* _DOCUMENT TEXT_
--
A Fall Treat Worth Making
Pumpkin Pecan Gooey Cake is one of those desserts that surprises you with how simple it is to make and how special it tastes. The pumpkin keeps the filling soft and velvety, the crust bakes into a buttery layer that holds everything together, and the pecan topping adds just the right amount of crunch. It hits all the textures at once, which is exactly why people go back for a second square before they even finish the first.
What I love most is how it bakes into those perfect gooey pockets without any tricky steps or fancy equipment. The filling sets just enough to slice, the edges stay soft, and the warm spices make the whole kitchen smell like fall. Serve it with whipped cream or a drizzle of caramel and you have an easy dessert that feels instantly festive.

Why You’ll Love This Pumpkin Pecan Gooey Cake
- Soft, gooey pumpkin filling with a buttery cake crust
- Toasted pecan topping that adds the perfect crunch
- Simple ingredients that come together quickly
- A great make ahead dessert for holidays and gatherings
- Easy to slice and serve for parties or potlucks
- Warm pumpkin spice flavor in every bite
This recipe looks impressive, but it is extremely simple to put together. The crust mixes in one bowl, the filling in another, and the oven does the rest.

In a large bowl, stir together the cake mix, melted butter, and egg until the mixture looks thick and sticky. Press it evenly into the bottom of your prepared 9 by 13 inch pan. This layer firms up as it bakes and gives the gooey center something to sit on.
--
* _JOBS_
#1 Output the stretch of the cake recipe from "Why You’ll Love" through "something to sit on.", reproducing it word for word.
#2 Extract every line of the listing that contains the string "instance". Matching is case-sensitive.
The cake recipe and the listing that comes after it are unrelated material.
--
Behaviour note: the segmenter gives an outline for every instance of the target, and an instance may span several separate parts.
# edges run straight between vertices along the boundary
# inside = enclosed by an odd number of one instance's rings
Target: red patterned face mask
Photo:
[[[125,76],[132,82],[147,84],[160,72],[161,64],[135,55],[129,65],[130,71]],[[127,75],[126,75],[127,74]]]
--
* _SOLUTIONS BY TASK_
#1
Why You’ll Love This Pumpkin Pecan Gooey Cake
- Soft, gooey pumpkin filling with a buttery cake crust
- Toasted pecan topping that adds the perfect crunch
- Simple ingredients that come together quickly
- A great make ahead dessert for holidays and gatherings
- Easy to slice and serve for parties or potlucks
- Warm pumpkin spice flavor in every bite
This recipe looks impressive, but it is extremely simple to put together. The crust mixes in one bowl, the filling in another, and the oven does the rest.

In a large bowl, stir together the cake mix, melted butter, and egg until the mixture looks thick and sticky. Press it evenly into the bottom of your prepared 9 by 13 inch pan. This layer firms up as it bakes and gives the gooey center something to sit on.

#2
Behaviour note: the segmenter gives an outline for every instance of the target, and an instance may span several separate parts.
# inside = enclosed by an odd number of one instance's rings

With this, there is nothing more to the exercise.